> Aim of the task
Show each line of the records that contains the string "wall", treating uppercase and lowercase letters as different.

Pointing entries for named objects
↓↓↓

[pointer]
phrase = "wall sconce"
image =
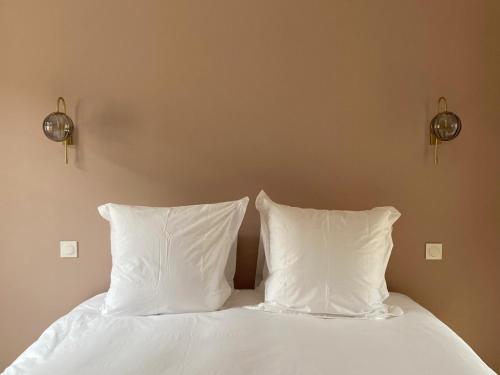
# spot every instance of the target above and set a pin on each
(445, 126)
(59, 127)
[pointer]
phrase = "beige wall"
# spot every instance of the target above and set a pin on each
(321, 103)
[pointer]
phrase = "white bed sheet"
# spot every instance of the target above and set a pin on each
(236, 340)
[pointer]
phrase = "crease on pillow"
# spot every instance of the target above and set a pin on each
(381, 313)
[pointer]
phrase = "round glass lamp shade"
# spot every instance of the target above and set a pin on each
(58, 126)
(446, 126)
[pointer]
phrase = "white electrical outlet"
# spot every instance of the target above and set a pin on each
(68, 249)
(433, 251)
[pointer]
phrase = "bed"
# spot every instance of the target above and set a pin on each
(238, 340)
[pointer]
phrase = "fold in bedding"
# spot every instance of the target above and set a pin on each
(236, 340)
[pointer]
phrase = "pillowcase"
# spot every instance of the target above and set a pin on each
(172, 259)
(326, 262)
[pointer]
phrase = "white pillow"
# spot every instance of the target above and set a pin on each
(170, 260)
(326, 262)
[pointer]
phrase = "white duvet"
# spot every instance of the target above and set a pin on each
(236, 340)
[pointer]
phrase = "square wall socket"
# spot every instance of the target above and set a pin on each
(434, 251)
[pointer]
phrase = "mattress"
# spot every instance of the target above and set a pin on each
(237, 340)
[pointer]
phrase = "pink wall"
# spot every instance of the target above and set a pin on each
(322, 103)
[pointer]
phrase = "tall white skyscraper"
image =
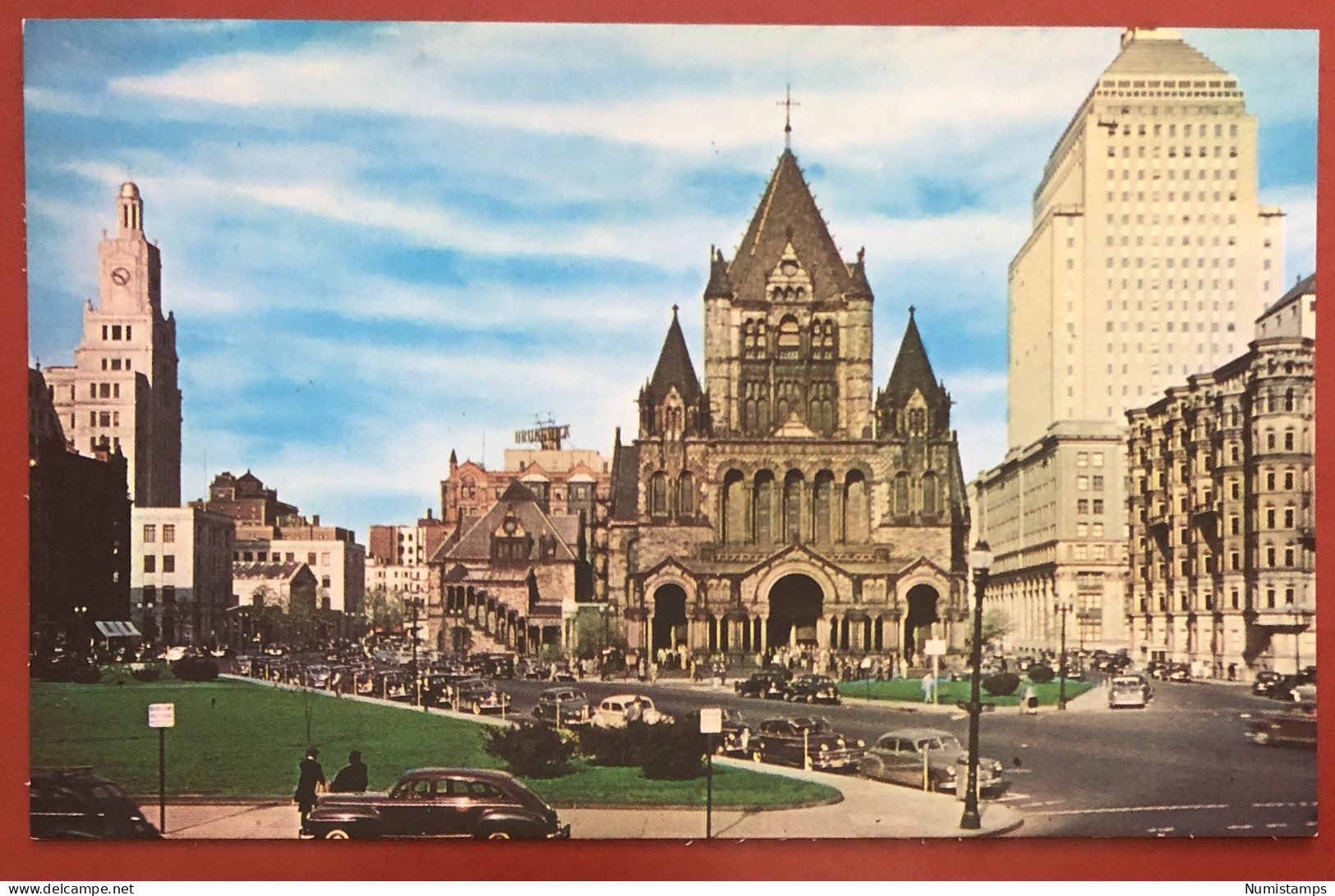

↑↑↑

> Final result
phrase = "wall sconce"
phrase = "beige wall"
phrase = "square wall socket"
phrase = "pink wall"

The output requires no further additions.